- _EXERCISE DATA_

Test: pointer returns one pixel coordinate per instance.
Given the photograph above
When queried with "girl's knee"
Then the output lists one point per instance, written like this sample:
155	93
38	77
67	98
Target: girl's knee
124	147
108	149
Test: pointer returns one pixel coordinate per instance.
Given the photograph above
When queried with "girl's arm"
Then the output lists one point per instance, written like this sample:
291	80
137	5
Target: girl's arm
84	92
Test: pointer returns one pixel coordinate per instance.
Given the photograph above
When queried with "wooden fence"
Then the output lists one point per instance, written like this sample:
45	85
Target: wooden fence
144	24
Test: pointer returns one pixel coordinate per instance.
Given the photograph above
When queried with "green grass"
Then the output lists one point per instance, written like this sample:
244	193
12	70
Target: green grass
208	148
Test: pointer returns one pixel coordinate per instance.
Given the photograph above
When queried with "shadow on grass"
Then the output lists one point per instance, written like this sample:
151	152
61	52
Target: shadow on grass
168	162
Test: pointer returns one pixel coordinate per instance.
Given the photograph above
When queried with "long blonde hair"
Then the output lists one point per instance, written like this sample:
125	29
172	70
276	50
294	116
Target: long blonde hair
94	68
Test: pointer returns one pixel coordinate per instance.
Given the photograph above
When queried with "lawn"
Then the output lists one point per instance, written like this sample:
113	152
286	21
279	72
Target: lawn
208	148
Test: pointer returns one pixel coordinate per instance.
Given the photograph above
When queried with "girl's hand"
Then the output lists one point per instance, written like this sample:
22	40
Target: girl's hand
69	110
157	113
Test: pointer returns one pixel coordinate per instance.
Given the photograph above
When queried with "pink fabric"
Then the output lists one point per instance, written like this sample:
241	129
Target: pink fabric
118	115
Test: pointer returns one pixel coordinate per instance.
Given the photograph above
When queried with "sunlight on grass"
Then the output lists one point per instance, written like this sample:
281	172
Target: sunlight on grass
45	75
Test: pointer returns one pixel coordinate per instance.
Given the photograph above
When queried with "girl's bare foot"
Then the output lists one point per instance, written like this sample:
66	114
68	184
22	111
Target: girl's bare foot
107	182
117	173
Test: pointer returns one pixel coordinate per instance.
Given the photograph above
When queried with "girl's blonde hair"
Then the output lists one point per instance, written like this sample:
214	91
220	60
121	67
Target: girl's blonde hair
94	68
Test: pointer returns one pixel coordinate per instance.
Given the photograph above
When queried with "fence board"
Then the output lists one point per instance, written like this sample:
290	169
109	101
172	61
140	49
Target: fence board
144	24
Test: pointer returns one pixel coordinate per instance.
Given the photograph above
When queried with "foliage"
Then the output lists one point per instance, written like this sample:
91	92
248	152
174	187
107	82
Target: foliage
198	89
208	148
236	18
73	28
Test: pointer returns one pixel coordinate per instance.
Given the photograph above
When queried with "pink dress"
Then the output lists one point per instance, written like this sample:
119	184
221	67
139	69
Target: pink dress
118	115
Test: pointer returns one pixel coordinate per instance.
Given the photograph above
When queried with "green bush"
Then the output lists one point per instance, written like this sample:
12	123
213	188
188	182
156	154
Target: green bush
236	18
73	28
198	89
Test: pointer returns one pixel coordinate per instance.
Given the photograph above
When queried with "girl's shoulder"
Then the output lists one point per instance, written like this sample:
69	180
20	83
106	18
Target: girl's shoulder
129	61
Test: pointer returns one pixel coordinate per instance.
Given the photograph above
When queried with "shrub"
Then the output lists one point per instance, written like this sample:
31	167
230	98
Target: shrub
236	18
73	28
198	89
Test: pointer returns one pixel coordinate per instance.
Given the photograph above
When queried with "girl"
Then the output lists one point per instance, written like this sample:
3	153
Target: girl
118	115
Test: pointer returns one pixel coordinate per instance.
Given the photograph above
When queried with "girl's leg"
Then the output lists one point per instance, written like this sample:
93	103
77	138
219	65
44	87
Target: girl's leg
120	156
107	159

- _DIRECTIONS FOR THIS TASK_
Restate the records word for word, leaving nothing out.

- _RESULT_
Test: pointer returns one pixel coordinate per instance.
Given the photograph above
When queried with "girl's knee"
Then the output lists one point per instance, written like this sample:
155	93
38	77
67	98
Target: girl's knee
124	147
108	149
Test: pointer returns one pixel coordinate per instance.
Given the photograph above
When queried with "girl's arm"
Then the output lists one point per instance, written like this sample:
291	80
137	5
Target: girl's arm
84	92
Test: pointer returns one pixel coordinate per instance.
Given the photograph above
When queried with "wooden fence"
Then the output lists one point per instance, written like this sample:
45	85
Target: wooden fence
144	24
Test: pointer returns one pixel coordinate per instance.
Given the photograph above
When queried with "green grass"
Then the output lists one point per instance, written like this sample:
244	193
12	70
Target: green grass
208	148
Test: pointer returns one pixel coordinate per instance.
Given the photograph above
When queried with "shadow on grass"
Then the output lists one point per instance, written like this sample:
151	152
61	52
Target: shadow on grass
168	162
Test: pointer returns one pixel coordinate per instance.
Given the photograph above
When queried with "long blonde hair"
Then the output lists one point per instance, written like this sample:
125	29
172	70
276	50
294	116
Target: long blonde hair
94	68
Test: pointer returns one pixel coordinate per instance.
Given the photograph above
When queried with "lawn"
Then the output lists one point per instance, written like this sample:
113	152
286	21
279	72
Target: lawn
208	148
Test: pointer returns one pixel coordinate per instance.
Given the photograph above
When queried with "girl's hand"
Then the output lists one point per instance, written like this sample:
22	40
Target: girl's hand
69	110
157	113
Test: pointer returns one pixel coordinate per instance.
Given the photograph above
When queried with "pink fabric"
Then the output lists one point per instance, written like this sample:
241	129
Target: pink fabric
118	115
Test: pointer returns one pixel coordinate per instance.
Given the photograph above
When queried with "sunlight on grass"
Then the output lists one point per instance, written like this sample:
281	172
Target: sunlight on grass
45	75
Test: pointer returns one pixel coordinate per instance.
Given the photograph above
When queried with "girl's bare foot"
Then the output lists one point per instance, written like this sample:
66	114
68	184
22	111
Target: girl's bare foot
107	182
117	173
Test: pointer returns one pixel coordinate per instance.
Given the photograph above
When queried with "girl's blonde hair"
Then the output lists one point per instance, written like this sample:
214	91
220	60
121	67
Target: girl's blonde hair
94	68
Test: pointer returns one pixel coordinate per instance.
Given the photograph above
When queried with "fence board"
Then the output lists one point per instance, written like this sample:
290	169
109	101
172	61
140	49
Target: fence board
144	24
Test: pointer returns one pixel coordinate per instance.
Given the photograph above
When queried with "foliage"
Then the output lists one point per instance, written like this sample:
91	92
248	152
174	187
107	82
Target: foliage
198	89
208	148
236	18
73	28
Test: pointer returns one pixel coordinate per instance.
Given the photograph above
When queried with "pink dress"
Then the output lists one point per instance, written like this sample:
119	184
221	67
139	69
Target: pink dress
118	115
Test: pointer returns one pixel coordinate per instance.
Given the photograph above
When queried with "green bush"
Then the output lists one point per instance, written like this sample:
12	123
213	188
188	182
156	154
Target: green bush
236	18
73	28
198	89
Test: pointer returns one pixel coordinate per instance.
Given the photograph above
When queried with "girl's shoulder"
Then the output lists one point per instance, written like this sample:
69	180
20	83
106	18
Target: girl's shoulder
129	61
Test: pointer returns one pixel coordinate per instance.
Given the photograph above
When queried with "shrub"
Then the output lists one point per instance, written like this sample:
31	167
230	98
Target: shrub
236	18
73	28
198	89
Test: pointer returns one pixel coordinate per instance.
Given the photograph above
When queried with "girl"
Then the output lists one point per instance, written like this sample:
3	153
Target: girl
118	115
Test: pointer returns one pixel coordinate per instance.
Given the photograph above
When queried with "girl's leg"
Then the output lists one point per instance, written like this sample:
93	103
77	138
219	65
44	87
Target: girl's leg
120	156
107	159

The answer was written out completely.